**Excerpted records:**

BEGIN

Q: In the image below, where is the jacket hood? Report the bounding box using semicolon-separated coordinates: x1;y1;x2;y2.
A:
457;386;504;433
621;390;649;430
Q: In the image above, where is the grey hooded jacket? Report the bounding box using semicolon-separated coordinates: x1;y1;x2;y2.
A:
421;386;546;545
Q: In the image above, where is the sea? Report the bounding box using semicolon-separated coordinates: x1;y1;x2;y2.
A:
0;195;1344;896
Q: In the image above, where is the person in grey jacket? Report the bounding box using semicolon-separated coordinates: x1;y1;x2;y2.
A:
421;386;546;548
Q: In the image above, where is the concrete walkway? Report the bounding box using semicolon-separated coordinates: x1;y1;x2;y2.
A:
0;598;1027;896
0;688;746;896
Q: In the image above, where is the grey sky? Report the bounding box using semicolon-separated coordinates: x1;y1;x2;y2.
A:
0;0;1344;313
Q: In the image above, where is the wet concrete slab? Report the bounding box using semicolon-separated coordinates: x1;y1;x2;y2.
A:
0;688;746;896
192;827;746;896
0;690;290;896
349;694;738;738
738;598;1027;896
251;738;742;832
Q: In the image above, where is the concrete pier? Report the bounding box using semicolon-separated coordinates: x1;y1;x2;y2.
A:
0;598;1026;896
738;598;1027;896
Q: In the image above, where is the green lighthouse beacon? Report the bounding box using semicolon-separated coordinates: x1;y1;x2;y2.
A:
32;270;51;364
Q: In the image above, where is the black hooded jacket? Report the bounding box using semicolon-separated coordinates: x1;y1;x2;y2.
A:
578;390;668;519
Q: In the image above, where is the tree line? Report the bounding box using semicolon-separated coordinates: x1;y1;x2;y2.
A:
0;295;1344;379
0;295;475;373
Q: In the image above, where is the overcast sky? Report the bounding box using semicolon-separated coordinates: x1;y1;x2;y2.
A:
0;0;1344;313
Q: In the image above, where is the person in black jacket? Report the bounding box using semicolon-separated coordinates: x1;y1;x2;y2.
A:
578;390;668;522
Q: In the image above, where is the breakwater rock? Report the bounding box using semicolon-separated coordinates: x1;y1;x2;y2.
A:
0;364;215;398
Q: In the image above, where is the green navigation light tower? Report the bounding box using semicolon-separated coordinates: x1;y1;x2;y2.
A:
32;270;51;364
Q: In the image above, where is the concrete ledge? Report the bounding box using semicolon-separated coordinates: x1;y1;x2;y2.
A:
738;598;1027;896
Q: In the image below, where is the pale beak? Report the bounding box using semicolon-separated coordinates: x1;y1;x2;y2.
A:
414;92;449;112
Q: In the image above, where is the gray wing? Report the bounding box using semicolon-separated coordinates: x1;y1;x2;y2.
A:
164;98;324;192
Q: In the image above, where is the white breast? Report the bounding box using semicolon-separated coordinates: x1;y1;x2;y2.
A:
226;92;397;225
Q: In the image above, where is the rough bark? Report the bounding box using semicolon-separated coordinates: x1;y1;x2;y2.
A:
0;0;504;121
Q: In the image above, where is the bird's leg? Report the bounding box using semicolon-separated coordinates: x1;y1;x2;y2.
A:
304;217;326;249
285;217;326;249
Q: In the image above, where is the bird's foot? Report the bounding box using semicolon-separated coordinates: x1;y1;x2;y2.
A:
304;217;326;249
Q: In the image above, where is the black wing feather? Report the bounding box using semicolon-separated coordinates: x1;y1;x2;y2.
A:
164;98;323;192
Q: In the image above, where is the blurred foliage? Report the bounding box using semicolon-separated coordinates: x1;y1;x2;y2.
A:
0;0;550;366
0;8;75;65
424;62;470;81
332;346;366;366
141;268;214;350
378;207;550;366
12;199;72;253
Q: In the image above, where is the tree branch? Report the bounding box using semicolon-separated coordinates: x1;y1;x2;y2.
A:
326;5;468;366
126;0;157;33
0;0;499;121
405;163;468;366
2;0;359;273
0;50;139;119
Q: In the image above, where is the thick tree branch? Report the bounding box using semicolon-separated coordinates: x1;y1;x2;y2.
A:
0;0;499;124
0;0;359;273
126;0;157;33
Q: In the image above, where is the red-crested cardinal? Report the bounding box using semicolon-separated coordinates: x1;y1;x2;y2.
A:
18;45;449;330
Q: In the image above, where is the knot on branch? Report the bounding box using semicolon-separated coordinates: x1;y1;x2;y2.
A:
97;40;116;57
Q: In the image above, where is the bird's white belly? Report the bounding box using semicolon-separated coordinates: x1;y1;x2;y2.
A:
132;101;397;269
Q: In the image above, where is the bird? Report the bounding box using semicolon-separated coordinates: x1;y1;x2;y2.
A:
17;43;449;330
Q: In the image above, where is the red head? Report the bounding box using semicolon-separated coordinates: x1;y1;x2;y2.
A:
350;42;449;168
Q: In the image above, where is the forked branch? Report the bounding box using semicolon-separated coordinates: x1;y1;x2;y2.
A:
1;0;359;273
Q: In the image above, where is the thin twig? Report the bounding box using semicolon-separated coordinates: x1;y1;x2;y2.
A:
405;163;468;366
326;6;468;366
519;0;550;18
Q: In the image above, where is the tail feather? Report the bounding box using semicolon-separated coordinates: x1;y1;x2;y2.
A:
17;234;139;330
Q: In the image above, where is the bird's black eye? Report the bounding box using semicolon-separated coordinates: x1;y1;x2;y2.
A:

END

**Task objective:** Return the entire listing above word for word, keeping every line unchanged and in its original order.

**Solution below:**
Q: In the image below, where is the jacket hood? Report the bounding box using semicolon-separated coordinates: x1;y1;x2;y2.
A:
457;386;504;433
621;390;649;430
Q: In the image above, where is the grey hooded jacket? Report the bounding box using semicolon-separated coordinates: x1;y1;x2;y2.
A:
421;386;546;545
Q: In the image above, where is the sea? Report the bounding box using semicolon-separated coordinates: x1;y1;x2;y2.
A:
0;195;1344;896
Q: In the image above, where is the person in grey jacket? Report the bounding box using semicolon-separated coordinates: x1;y1;x2;y2.
A:
421;386;546;548
Q: In the image above, where is the concrete walkway? Report the bounding box using semicolon-separated coordinates: x1;y1;x2;y2.
A:
0;598;1027;896
0;688;746;896
Q: In the image above, where is the grey sky? Report the bounding box using semicolon-separated coordinates: x1;y1;x2;y2.
A:
0;0;1344;313
Q: In the image above, where is the wet concrete slab? Report the bounding box using semicolon-separated coordinates: x1;y1;x2;y2.
A:
0;688;746;896
192;827;746;896
0;690;290;896
349;694;738;738
738;598;1027;896
251;738;742;832
Q: In the image above, where is the concrete pier? Report the bounding box using semicolon-separated coordinates: x1;y1;x2;y2.
A:
0;598;1026;896
738;598;1027;896
Q: In the image above, where is the green lighthouse beacon? Report the bounding box using semicolon-separated coordinates: x1;y1;x2;y2.
A:
32;270;51;364
Q: In the image above, where is the black hooded jacket? Report the bounding box using semicolon-separated coordinates: x1;y1;x2;y2.
A:
578;390;668;519
Q: In the image above, where is the tree line? Report the bounding box using semicolon-separated coordinates: x1;y1;x2;y2.
A:
0;295;1344;379
0;295;475;373
Q: In the image above, where is the overcast sky? Report the bounding box using semicolon-separated coordinates: x1;y1;x2;y2.
A:
0;0;1344;313
Q: In the image above, where is the person in black jacket? Report the bounding box using semicolon-separated coordinates: x1;y1;x2;y2.
A:
578;390;668;522
Q: In the image above, where is the breakwater rock? Report the bounding box using semicolon-separated coordinates: x1;y1;x2;y2.
A:
0;364;215;398
Q: In the image above, where is the green navigation light tower? Report the bounding box using semicolon-separated coordinates: x1;y1;x2;y2.
A:
32;270;51;364
Q: In the image above, where is the concrete ledge? Report the bounding box using semicolon-separated coordinates: x1;y1;x2;y2.
A:
738;598;1027;896
Q: In the image below, where is the pale beak? Report the bounding box using semicolon-separated coordinates: x1;y1;x2;y2.
A:
414;92;449;112
Q: In the image above, where is the gray wing? Report the bounding box using semicolon-separated coordinates: x1;y1;x2;y2.
A:
164;98;324;192
Q: In the image above, where is the white breast? Report the bounding box using semicolon-separated coordinates: x1;y1;x2;y2.
A:
226;92;397;225
Q: In the image above, where is the rough bark? Report the bounding box using semicolon-separated coordinates: x1;y1;x2;y2.
A:
0;0;504;121
Q: In the image above, where is the bird's leg? Report the bounding box using semicolon-separated coordinates: x1;y1;x2;y2.
A:
304;217;326;249
285;217;326;249
Q: In the image above, where is the bird's foot? Report the bounding box using semicolon-separated coordinates: x1;y1;x2;y2.
A:
304;217;326;249
Q: In the image above, where is the black wing feather? Report the bounding box using semicolon-separated coordinates: x1;y1;x2;y2.
A:
164;98;323;192
Q: In the image above, where is the blurred foliage? Report the bounding box using semicolon-separated coordinates: x1;y1;x2;y2.
A:
0;0;550;366
0;8;75;65
424;62;470;81
332;346;366;366
141;268;214;350
378;207;550;366
12;199;72;253
Q: In the image above, where is the tree branch? Report the bounding box using semicolon-separated coordinates: x1;y1;x2;y2.
A:
326;5;468;366
126;0;157;33
0;0;499;121
405;163;468;366
2;0;359;273
0;50;139;119
Q: In the image above, where is the thick tree branch? Report the bounding box using semicolon-separated coordinates: x1;y1;x2;y2.
A:
0;0;499;124
0;0;359;273
126;0;157;33
Q: In the image above, where is the red-crested cardinal? Report the bounding box using semicolon-separated coordinates: x1;y1;x2;y2.
A:
18;45;449;330
Q: In the image above, where is the knot on branch? Report the bounding box using semicolon-separated coordinates: x1;y1;x2;y2.
A:
97;40;116;57
Q: In the image above, where is the bird's white belly? Report the bounding box using semicolon-separated coordinates: x1;y1;x2;y2.
A:
132;101;397;269
Q: In the image above, where is the bird? Report the bounding box using semicolon-separated coordinates: x1;y1;x2;y2.
A:
17;43;449;330
Q: In the image above, where is the red head? Report the bounding box using semicolon-separated coordinates: x1;y1;x2;y2.
A:
350;42;449;168
Q: In the image above, where is the forked branch? Report the bounding box using semicolon-separated coordinates: x1;y1;x2;y2.
A:
1;0;359;273
Q: In the image above, where is the thin twig? Report the bounding box using semicolon-separated coordinates: x1;y1;x2;y2.
A:
405;163;468;366
326;6;468;366
519;0;550;18
Q: In the image above, where is the tail feather? Report the bounding box using semicolon-separated coordinates: x1;y1;x2;y2.
A:
17;234;139;330
Q: In the image above, where is the bird's black eye? Report the bounding box using semicolon-separated coordinates: x1;y1;x2;y2.
A:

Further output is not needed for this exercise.